Ezel dizisini izleyenler bilir…
Alexandre Dumas’ın “Monte Kristo Kontu” adlı romanından uyarlanmıştır.
2009-2010 yıllarında, iki sezon yayınlanan bir TV dizi filmi…
Başrol oyuncuları ve canlandırdıkları karakterler:
Kenan İmirzalioğlu: Ezel Bayraktar/Ömer,
Cansu Dereli: EyşanTezcan,
Yiğit Özşener: Cengiz Atay,
Barış Falay: Ali Kırgız,
Tuncel Kurtiz: Ramiz Karaeski (toprağı bol olsun),
Haluk Bilginer: Kenan Uğurlu/Birkan
Ömer’’in tek amacı, yıllar önce yüzünü değiştirip farklı bir kimliğe (Ezel) bürünmesine neden olan olaylar sonucunda yaşadıklarının intikamını almaktır.
Eyşan ise Cengiz’in eşi ve Can’ın annesidir.
Cengiz, adı Ali cengiz oyunlarından mı esinlenildi bilinmez, hem liyakatsız, hem yetersiz, hem tüm ayak oyunlarını iyi bilen, hem fırıldak çevirme ustası, hem başka birinin haklarını çalma konsunda tüm kurnazlıkları yapan rolü ile seyircinin dikkatini çeken bir karakterdi.
Oyuncular rollerini çok iyi, hatta mükemmel oynamış, gerek yapımcısı, gerek senaristi, gerek yönetmeni, gerek set ekibiyle harika bir ekip çalışması ortaya koymuşlar ve dizi film deyim yerindeyse fırtına gibi esmişti o dönemde…
Müziklerini ise Toygar Işıklı bestelemiş, tüm platformlarda dinlenme rekorları kırmıştı…
Dinlemekten şahsen de en büyük keyif aldığım müzisyenlerdendir. Bestelerini ilk duyduğunuzda kime ait olduğunu bilmeseniz bile, “Toygar Işıklı bestesi bu” diyebileceğiniz kadar karakterli inşa eder…
Malum yoğunluktan dolayı pek fazla vaktim olmaz dizi film izlemeye…
Ama 3-5 bölüm izleyebildiğim bir diziydi.

**Kısa alıştırma 1:** Ezel dizisi hakkındaki metinde "Ezel dizisini izleyenler" sözlerinden başlayıp "çeken bir karakterdi." sözlerine kadar, bu sözler de dahil olmak üzere, bölümü aynen yeniden yazın.
**Kısa alıştırma 2:** Ezel dizisi hakkındaki metne göre şu ifadeler doğru mu: (a) Dizi iki sezon yayınlanmıştır. (b) Eyşan, Ali Kırgız'ın eşidir. (c) Dizinin müziklerini Haluk Bilginer bestelemiştir. Her biri için evet ya da hayır deyin ve kararı belirleyen sözleri metinden olduğu gibi alıntılayın.

[Tespit açıklama kayıtları]

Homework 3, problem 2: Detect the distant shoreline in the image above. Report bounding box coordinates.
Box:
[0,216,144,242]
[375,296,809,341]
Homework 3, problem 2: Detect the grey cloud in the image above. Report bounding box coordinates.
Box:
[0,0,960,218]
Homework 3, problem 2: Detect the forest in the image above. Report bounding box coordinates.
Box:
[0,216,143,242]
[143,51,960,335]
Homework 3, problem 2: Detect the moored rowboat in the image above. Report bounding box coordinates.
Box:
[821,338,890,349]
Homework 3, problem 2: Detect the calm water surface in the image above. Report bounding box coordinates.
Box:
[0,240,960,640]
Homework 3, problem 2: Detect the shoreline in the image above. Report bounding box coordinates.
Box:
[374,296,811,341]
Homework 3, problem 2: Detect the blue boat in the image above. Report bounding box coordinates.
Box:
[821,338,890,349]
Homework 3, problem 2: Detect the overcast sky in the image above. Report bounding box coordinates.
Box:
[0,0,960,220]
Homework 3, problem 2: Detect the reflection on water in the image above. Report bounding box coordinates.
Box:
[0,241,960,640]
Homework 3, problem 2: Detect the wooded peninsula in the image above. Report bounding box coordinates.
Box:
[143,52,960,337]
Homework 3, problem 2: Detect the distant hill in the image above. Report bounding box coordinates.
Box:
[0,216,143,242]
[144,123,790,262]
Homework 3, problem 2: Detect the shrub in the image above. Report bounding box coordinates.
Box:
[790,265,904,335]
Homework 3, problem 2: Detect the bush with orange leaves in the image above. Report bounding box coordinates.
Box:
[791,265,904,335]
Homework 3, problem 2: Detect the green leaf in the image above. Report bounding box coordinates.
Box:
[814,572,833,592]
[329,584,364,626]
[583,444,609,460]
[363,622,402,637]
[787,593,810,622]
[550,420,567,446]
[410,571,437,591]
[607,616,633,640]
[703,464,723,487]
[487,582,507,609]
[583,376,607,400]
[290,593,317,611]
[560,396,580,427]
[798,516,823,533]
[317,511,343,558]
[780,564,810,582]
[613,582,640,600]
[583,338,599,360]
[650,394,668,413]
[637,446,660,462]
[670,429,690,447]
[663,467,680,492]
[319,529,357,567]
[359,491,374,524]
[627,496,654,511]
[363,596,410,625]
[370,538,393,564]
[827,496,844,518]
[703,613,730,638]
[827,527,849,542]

**Nihai cevap 1:**
Ezel dizisini izleyenler bilir…
Alexandre Dumas’ın “Monte Kristo Kontu” adlı romanından uyarlanmıştır.
2009-2010 yıllarında, iki sezon yayınlanan bir TV dizi filmi…
Başrol oyuncuları ve canlandırdıkları karakterler:
Kenan İmirzalioğlu: Ezel Bayraktar/Ömer,
Cansu Dereli: EyşanTezcan,
Yiğit Özşener: Cengiz Atay,
Barış Falay: Ali Kırgız,
Tuncel Kurtiz: Ramiz Karaeski (toprağı bol olsun),
Haluk Bilginer: Kenan Uğurlu/Birkan
Ömer’’in tek amacı, yıllar önce yüzünü değiştirip farklı bir kimliğe (Ezel) bürünmesine neden olan olaylar sonucunda yaşadıklarının intikamını almaktır.
Eyşan ise Cengiz’in eşi ve Can’ın annesidir.
Cengiz, adı Ali cengiz oyunlarından mı esinlenildi bilinmez, hem liyakatsız, hem yetersiz, hem tüm ayak oyunlarını iyi bilen, hem fırıldak çevirme ustası, hem başka birinin haklarını çalma konsunda tüm kurnazlıkları yapan rolü ile seyircinin dikkatini çeken bir karakterdi.

**Nihai cevap 2:**
(a) Evet: “2009-2010 yıllarında, iki sezon yayınlanan bir TV dizi filmi…”
(b) Hayır: “Eyşan ise Cengiz’in eşi ve Can’ın annesidir.”
(c) Hayır: “Müziklerini ise Toygar Işıklı bestelemiş”